Texte fourni:
◇ ◇ ◇ ◇
Par Justine Margherin
Les données sont partout. Récemment l’état a même ouvert les siennes. Elles sont maintenant de plus en plus facilement accessibles. Accessibles à tous ? Accessibles comment ? Comment les exploiter ? A qui vont-elles être utiles ? Qu’en faire ? A quoi servent-elles ?
Une des professions liées à l’information se transforme avec cette explosion des données et est le cœur de cette table ronde. Cette profession c’est le journalisme. A l’occasion d’une conférence donnée sur cette thématique à la BnF (Bibliothèque nationale de France), observons le rapprochement des journalistes avec les données. Quelles relations entre les données, la citoyenneté ?
Réinventer le journalisme avec Internet : Data journalisme, fact-checking et nouvelles écritures numériques.
C’étaitt le 6 juin que cette conférence réunissait dans le cadre des « Rencontres du Labo » de la BnF, Xavier de La Porte (producteur de Place de la toile sur France Culture et fondateur d’internetactu.net), Carorilne Goular, co-fondatrice de Dataveyes (start up de visualisations interactives de données) Boris Razon (ancien rédacteur en chef du Monde.fr, développement des web documentaires à France Télévisions) et Julien Goetz (journaliste de projets à Owni.fr). La conférence a permis de rapidement entrer dans le vif du sujet par cette question posée aux intervenants : Qu’est-ce qui est intéressant dans la campagne présidentielle française en termes de pratiques médiatiques ?
Caroline Goulard expose le projet de Google. Le postulat de l’entreprise Google est de dire que ses données ont un potentiel éditorial. C’est ce principe qui a présidé à un concours sur la valorisation et la visualisation des dites données, google mettant ses données à la disposition des candidats. On ne sait que trop la quantité d’informations que peut produire Google et qu’il exploite (relire sur le Café Pédagogique, mensuel 122, rubrique documentation). Ce qui pose question dans ce traitement des données, selon Caroline Goulard, c’est que parmi les lauréats du concours organisé par Google, aucun n’était journaliste. Cela permet de poser d’autres questions : quelle médiation de ces données ? Pourquoi ? Comment ? Pour qui ? …
Traiter ces données permet bien d’apporter des informations au public, des informations qui ne sont pas visibles autrement. Corollaire pour les professeurs documentalistes : ce concours est une occasion de faire prendre conscience de la circulation des données et de l’impact de l’utilisation de Google, de ses modalités économiques ; d’aborder la question des enjeux de l’information, de ses choix et de la place de firmes comme Google dans la société de l’information. On appréciera aussi la visualisation des données de Twitter pendant la campagne, production très démonstrative à partir de tweets. Toutes ces opérations de storytelling de la data ont pour but de nous permettre d’y accéder, d’en extraire du sens. La mission du data journaliste est de les présenter, de les mettre en scène, cela implique un angle et un choix de traitement. Au-delà de la donnée, l’intervention du data journaliste est bien celle d’un choix de traitement et donc il convient bien de mettre en œuvre les mêmes capacités critiques. L’éducation aux médias doit intégrer cette spécialité comme la capacité à critiquer les traitements mathématiques, statistiques et de mise en récit des dites données.
◇ ◇ ◇ ◇
Travail demandé:
A. Repérez chaque ligne des entrées contenant la chaîne « church » et recopiez-la. La casse compte.
B. Poursuivez le texte sur le data journalisme après sa dernière phrase.
Le texte sur le data journalisme n'a aucun rapport avec les entrées.
◇ ◇ ◇ ◇
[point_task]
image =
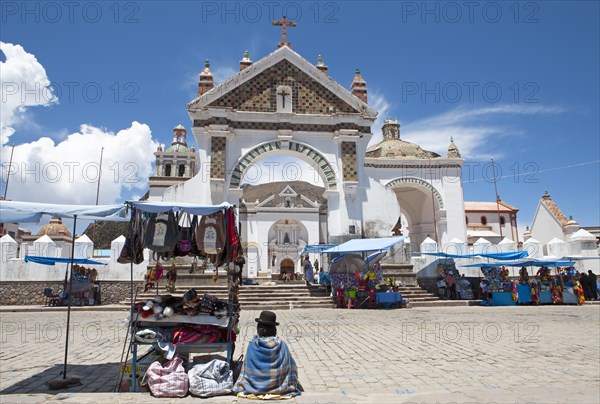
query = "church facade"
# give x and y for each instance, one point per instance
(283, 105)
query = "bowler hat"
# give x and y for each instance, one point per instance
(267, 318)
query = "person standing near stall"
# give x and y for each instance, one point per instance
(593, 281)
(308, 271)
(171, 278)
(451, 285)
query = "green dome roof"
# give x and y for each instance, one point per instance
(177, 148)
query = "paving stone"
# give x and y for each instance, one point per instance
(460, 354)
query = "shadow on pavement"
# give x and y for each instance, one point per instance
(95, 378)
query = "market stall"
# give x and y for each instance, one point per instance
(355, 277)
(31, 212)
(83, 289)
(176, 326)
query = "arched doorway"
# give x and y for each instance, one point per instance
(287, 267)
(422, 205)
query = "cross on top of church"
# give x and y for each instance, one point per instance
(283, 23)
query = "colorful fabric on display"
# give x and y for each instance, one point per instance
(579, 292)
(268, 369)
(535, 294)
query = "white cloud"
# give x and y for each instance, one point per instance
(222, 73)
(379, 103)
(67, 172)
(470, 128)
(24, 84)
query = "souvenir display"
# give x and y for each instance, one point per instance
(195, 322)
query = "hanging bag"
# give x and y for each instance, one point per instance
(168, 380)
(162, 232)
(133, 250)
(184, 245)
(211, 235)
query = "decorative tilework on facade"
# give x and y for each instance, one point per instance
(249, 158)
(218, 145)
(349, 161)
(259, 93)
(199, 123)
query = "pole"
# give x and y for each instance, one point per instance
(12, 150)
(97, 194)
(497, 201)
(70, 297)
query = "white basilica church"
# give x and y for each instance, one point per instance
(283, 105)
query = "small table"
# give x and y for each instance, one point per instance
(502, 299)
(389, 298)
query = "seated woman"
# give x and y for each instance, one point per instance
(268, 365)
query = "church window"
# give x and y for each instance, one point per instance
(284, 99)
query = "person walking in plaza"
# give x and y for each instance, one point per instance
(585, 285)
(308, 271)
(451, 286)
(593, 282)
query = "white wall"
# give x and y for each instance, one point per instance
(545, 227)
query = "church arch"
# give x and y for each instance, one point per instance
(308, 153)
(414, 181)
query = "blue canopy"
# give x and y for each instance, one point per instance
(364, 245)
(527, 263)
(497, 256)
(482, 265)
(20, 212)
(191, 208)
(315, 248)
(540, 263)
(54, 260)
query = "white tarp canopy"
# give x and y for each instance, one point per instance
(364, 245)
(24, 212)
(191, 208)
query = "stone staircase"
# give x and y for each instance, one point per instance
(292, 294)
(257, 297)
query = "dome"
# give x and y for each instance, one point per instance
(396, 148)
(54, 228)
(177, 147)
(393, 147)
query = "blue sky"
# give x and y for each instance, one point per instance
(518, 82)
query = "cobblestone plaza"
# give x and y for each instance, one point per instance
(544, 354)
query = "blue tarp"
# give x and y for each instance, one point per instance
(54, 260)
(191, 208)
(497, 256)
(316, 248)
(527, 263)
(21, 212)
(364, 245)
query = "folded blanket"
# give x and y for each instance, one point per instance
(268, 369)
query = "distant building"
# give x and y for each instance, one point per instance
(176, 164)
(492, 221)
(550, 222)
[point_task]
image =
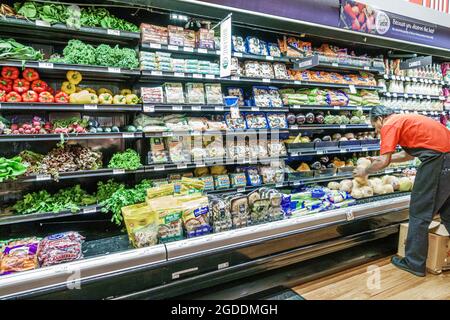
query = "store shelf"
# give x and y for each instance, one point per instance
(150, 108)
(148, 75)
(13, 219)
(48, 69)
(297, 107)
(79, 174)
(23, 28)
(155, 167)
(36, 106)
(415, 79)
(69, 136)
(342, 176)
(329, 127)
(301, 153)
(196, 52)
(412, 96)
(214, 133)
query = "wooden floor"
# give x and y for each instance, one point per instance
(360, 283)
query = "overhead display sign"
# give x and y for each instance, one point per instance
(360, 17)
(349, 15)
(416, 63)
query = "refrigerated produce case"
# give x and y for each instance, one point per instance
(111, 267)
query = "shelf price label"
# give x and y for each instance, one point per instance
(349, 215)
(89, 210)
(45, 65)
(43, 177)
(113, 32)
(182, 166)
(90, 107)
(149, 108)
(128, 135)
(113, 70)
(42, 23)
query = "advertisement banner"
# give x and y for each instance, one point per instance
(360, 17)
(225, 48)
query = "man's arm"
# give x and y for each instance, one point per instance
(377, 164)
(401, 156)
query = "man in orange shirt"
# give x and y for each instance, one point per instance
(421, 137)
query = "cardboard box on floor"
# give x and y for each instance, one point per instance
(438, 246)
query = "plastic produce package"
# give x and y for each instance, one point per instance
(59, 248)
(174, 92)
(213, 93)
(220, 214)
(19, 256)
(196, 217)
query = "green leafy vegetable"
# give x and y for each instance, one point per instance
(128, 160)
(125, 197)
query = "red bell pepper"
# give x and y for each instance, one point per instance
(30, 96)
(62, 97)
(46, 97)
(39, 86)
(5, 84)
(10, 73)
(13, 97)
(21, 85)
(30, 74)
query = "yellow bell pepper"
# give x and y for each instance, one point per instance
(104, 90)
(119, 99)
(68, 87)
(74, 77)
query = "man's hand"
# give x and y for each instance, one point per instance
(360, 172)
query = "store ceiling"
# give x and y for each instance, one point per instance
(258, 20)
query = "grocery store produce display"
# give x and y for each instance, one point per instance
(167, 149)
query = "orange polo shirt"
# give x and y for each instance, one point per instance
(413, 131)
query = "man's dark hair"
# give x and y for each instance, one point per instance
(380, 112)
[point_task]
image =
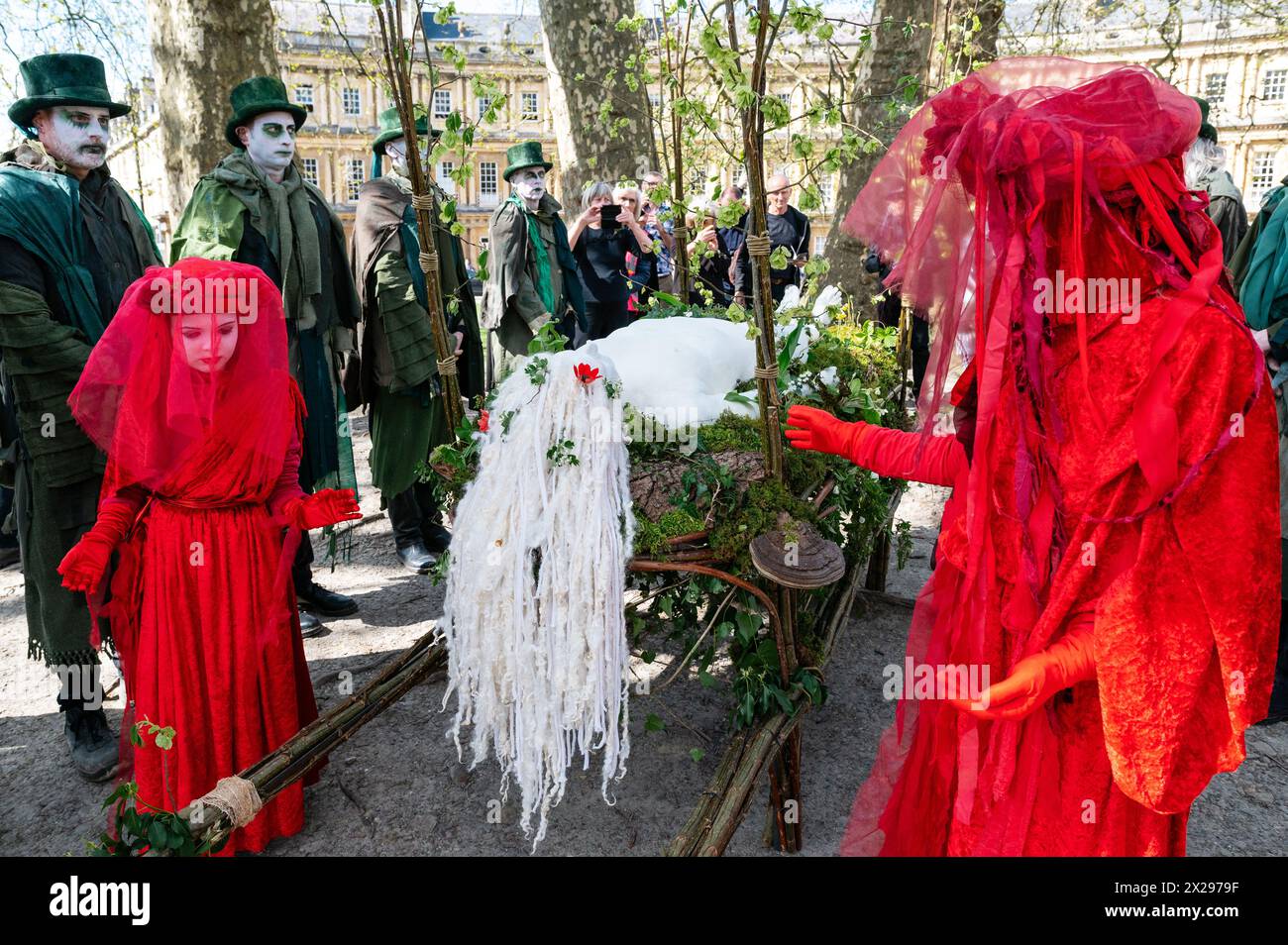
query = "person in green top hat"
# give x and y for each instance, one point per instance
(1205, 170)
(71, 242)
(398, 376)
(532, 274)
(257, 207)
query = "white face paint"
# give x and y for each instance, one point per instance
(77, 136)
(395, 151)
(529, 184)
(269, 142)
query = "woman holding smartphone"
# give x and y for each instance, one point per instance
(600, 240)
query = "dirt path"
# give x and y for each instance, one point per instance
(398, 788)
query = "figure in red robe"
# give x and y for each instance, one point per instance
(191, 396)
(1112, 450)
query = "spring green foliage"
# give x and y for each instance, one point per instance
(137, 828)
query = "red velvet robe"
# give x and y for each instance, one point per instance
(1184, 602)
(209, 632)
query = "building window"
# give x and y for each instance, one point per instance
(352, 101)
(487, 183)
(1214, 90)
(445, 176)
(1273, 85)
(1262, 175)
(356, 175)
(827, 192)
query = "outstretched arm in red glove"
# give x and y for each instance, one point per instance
◇ ◇ ◇ ◇
Réponses par tâche:
A.
query = "church facade"
query = "cross on top of church"
query = "white basilica church"
query = "church window"
query = "church arch"

B.
Avec les médias numériques, un nouveau paradigme s’est installé : l’information en temps réel
Les médias numériques modifient les pratiques du journalisme. Il faut vérifier l’information très vite ce qui peut amener un glissement vers un journalisme en temps réel. Alors bien entendu, des écueils sont sur le chemin. Et pourtant ce n’est pas nouveau. Il faut admettre lorsqu’on est journaliste pour un média à forte audience, qu’il y a toujours plus d’experts chez vos lecteurs que dans l’équipe de rédaction. Ce n’est pas nouveau et c’est d’ailleurs cette réflexion qui avait présidé lors de l’ouverture des blogs sur LeMonde.fr explique Boris Razon. Les lecteurs prennent part à ce traitement de l’information. Mettre en ligne par exemple les données sur les budgets de toutes les écoles comme l’a fait le Guardian ne prend tout son sens que si on sait que, par exemple, suite à une tempête telle école de telle ville a dû investir pour réparer le toit de l’école…. Les données sur les budgets ne disent pas cela. L’intervention des lecteurs pour aider à pondérer, à comprendre est alors indispensable. Les journalistes peuvent donc s’appuyer sur une chaîne de personnes pour écrire, pour construire. Le web donne la parole aux lecteurs ; ils imposent un réajustement et des réorientations constantes, que ce soit dans le traitement de données ou d’informations au sens plus large. Au-delà de la donnée, il faut contextualiser. Ce n’est pas nouveau pour un journaliste.
C’est le rapport au temps qui a été profondément modifié. Les fondamentaux « informations / angle / support » restent les mêmes rappelle Julien Goetz. Mais les journalistes ont un grand intérêt à s’associer à des informaticiens pour permettre la compréhension de ces données en créant des applications interactives. Cette collaboration, cette complémentarité entre rédacteurs et informaticiens permet au journaliste la mise en perspective et l’investigation des données. Elle permet de donner les clés de compréhension.
Transformer la donnée en information
Les sites d’informations ne peuvent donc laisser ces données de côté. Cependant les journalistes ne sont pas tous à même de les traiter. Caroline Goular donne un autre exemple : l’exemple du Guardian et de l’affaire des factures des députés anglais qui avaient été analysées par le public. Les journalistes n’avaient matériellement pas le temps de tout dépouiller et c’était la communauté des lecteurs qui analysait les données diffusées par la rédaction (crowdsourcing).
Le data journalisme est un journalisme de notre temps. Il est issu d’une adaptation aux nouvelles conditions d’accès à l’information et à la quantité d’information produite. « Près de 90% des données dans le monde ont été produites au cours des deux dernières années » peut-on lire dans l’article d’Ariane Warlin (Stratégies n° 1682 du 7 juin 2012). C’est énorme. Ce déferlement d’informations sur le web -notamment l’ouverture des données publiques (data.gouv.fr par exemple). Les journalistes de données ont pour mission de créer des applications qui donnent du sens à ces données. Transformer la donnée en information. Le journaliste écrit des articles, son travail repose sur la narration verbale le plus souvent. Travailler avec les données impose de quitter cette narration verbale. Elle s’appuie sur le visuel. Au-delà du recueil et du traitement des données, la page web répond bien à cette nécessaire visualisation ainsi qu’à la possibilité de naviguer à l’intérieur de ces données. Ce support de restitution facilite ainsi la compréhension par le lecteur.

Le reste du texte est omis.